- [MATERIAL]

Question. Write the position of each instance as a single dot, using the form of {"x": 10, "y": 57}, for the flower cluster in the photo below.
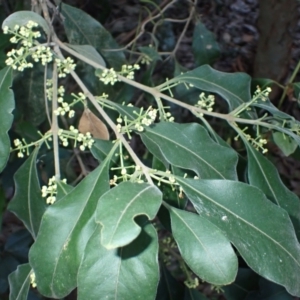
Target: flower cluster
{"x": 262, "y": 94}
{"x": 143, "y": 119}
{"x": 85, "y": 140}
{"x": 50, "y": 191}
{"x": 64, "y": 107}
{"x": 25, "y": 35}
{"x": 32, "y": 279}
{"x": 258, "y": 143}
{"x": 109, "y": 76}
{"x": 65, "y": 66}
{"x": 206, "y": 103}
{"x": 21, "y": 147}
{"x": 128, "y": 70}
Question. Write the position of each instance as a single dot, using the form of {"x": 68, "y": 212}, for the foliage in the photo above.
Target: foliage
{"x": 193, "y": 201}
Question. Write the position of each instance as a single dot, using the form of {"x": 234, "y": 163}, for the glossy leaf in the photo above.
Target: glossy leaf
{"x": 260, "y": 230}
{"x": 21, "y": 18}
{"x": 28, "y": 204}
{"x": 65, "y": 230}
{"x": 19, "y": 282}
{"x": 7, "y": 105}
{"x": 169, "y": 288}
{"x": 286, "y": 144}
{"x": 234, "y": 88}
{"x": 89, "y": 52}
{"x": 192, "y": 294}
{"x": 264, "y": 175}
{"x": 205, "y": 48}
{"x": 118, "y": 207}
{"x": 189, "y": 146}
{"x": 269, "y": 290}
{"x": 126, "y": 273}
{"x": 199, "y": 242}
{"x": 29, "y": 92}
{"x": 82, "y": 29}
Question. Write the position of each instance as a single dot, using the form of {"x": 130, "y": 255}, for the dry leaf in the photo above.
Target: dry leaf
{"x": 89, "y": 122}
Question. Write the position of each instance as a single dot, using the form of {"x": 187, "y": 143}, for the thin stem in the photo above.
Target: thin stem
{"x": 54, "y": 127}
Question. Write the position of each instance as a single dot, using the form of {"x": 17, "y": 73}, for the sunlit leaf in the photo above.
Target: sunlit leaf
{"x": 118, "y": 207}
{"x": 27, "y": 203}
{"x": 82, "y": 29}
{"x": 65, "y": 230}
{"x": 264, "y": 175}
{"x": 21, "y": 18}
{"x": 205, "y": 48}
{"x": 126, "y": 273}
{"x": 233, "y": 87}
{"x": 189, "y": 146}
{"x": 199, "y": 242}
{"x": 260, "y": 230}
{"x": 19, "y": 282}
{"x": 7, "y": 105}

--

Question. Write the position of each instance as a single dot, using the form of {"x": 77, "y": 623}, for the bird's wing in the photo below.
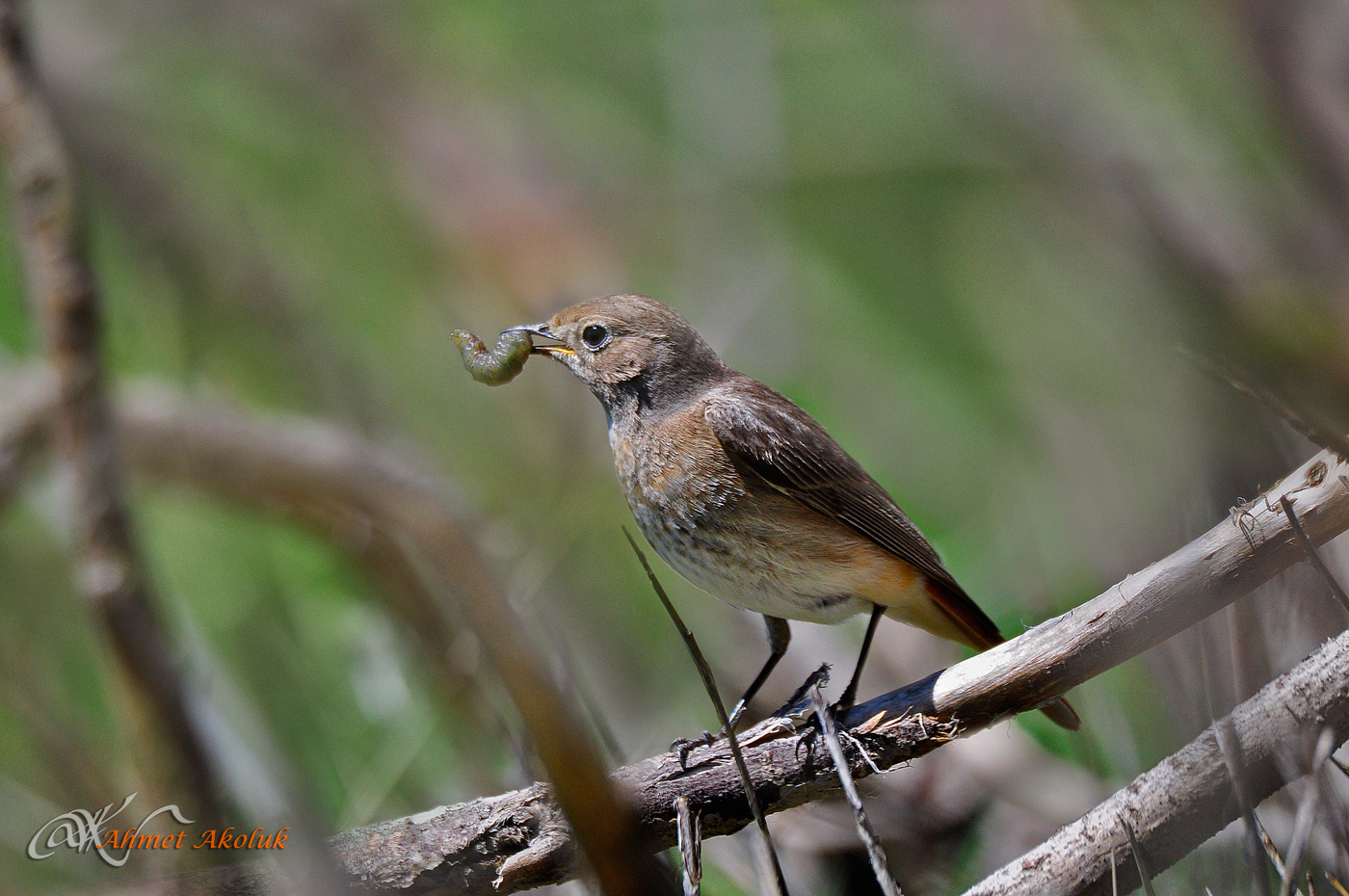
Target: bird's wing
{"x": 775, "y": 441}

- [SHORT PROBLEM]
Show each line from the items above that contains the word "using", copied in full. Match case exactly.

- [FULL ANSWER]
Question. Write the position of each instance as a single dot, using the form of {"x": 10, "y": 57}, for the flower cluster in the photo below.
Question. Write the position of each instance as a single dot, using the form of {"x": 68, "y": 212}, for the foliage in the photo above.
Question. Write the position of each instance as a single dot, using the form of {"x": 234, "y": 163}, for the glossy leaf in the photo above.
Question. Write the position of each instance as a single dot, using the form of {"x": 130, "y": 255}, for the dry leaf in the photo above.
Question. Write the position of each instance as a single dot, using the form of {"x": 187, "y": 143}, for the thin stem in the photo above.
Question. Write the position of each instance as a single dot, using the form of {"x": 17, "y": 73}, for the sunlit leaf in the photo above.
Question. Write the position of each instance as a single dot, using the form of {"x": 77, "y": 623}, for the bird's wing in the photo below.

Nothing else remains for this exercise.